● Stored data:
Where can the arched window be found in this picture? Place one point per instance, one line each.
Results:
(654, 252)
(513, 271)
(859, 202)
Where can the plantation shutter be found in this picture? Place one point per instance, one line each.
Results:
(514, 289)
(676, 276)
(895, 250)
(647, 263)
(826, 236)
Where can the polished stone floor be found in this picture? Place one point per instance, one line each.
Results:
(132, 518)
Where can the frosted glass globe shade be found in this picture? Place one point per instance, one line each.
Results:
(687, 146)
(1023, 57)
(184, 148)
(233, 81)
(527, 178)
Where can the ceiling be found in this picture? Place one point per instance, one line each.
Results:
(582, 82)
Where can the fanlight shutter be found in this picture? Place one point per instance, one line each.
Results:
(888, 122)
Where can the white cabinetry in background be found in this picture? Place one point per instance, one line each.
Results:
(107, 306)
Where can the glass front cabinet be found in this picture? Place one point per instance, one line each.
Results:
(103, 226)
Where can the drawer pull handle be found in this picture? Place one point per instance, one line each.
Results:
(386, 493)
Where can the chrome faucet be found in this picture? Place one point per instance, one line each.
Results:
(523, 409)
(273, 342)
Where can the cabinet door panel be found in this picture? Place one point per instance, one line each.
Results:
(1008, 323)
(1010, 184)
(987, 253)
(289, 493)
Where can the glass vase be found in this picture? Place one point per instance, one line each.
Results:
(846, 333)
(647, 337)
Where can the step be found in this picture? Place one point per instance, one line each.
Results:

● Goal: Please convert every line of the records above into a Markdown table with the columns "Row" and "Entry," numbering each row and leaving out blank lines.

● Finished exercise:
| Row | Entry |
|---|---|
| 1 | Where can the arched window be found in this picture? Place one point per instance, one line each. |
| 2 | Results: |
| 3 | (654, 252) |
| 4 | (513, 271) |
| 5 | (859, 202) |
| 6 | Where can the plantation shutter be found in this picture? Place one point per instance, one line each. |
| 7 | Results: |
| 8 | (514, 289) |
| 9 | (676, 276) |
| 10 | (895, 250) |
| 11 | (647, 263) |
| 12 | (826, 236) |
| 13 | Where can the polished stone floor be found in this picture? Place one point per instance, one line each. |
| 14 | Results: |
| 15 | (132, 518) |
| 16 | Where can the frosted glass globe shade be found in this picture? Place one point per instance, one line each. |
| 17 | Results: |
| 18 | (687, 146) |
| 19 | (1023, 57) |
| 20 | (184, 148) |
| 21 | (233, 81) |
| 22 | (527, 178) |
| 23 | Where can the ceiling be found in this picture? Place one point per instance, one line each. |
| 24 | Results: |
| 25 | (582, 82) |
| 26 | Where can the fanlight shutter be found in this picture? Place one point per instance, one line each. |
| 27 | Results: |
| 28 | (888, 122) |
| 29 | Where can the white cabinetry in background be found in this picture? Place one point per instance, one line each. |
| 30 | Results: |
| 31 | (107, 306) |
| 32 | Where can the glass front cabinet be found in this picture? Place one point per instance, one line each. |
| 33 | Results: |
| 34 | (103, 226) |
| 35 | Where can the drawer pull handle be found in this picture? Place one point per instance, one line each. |
| 36 | Results: |
| 37 | (386, 493) |
| 38 | Where can the chrome faucet be found in this picture? Place one point per instance, one line each. |
| 39 | Results: |
| 40 | (523, 409) |
| 41 | (273, 342) |
| 42 | Where can the cabinet door panel be found in this picture? Place one point per instance, one line each. |
| 43 | Results: |
| 44 | (1008, 323) |
| 45 | (1010, 184) |
| 46 | (987, 253) |
| 47 | (289, 493) |
| 48 | Where can the glass vase be found in this picture? Place one point per instance, one line each. |
| 49 | Results: |
| 50 | (846, 333) |
| 51 | (647, 337) |
| 52 | Where can the step be found in this picture? Place one point per instance, one line each. |
| 53 | Results: |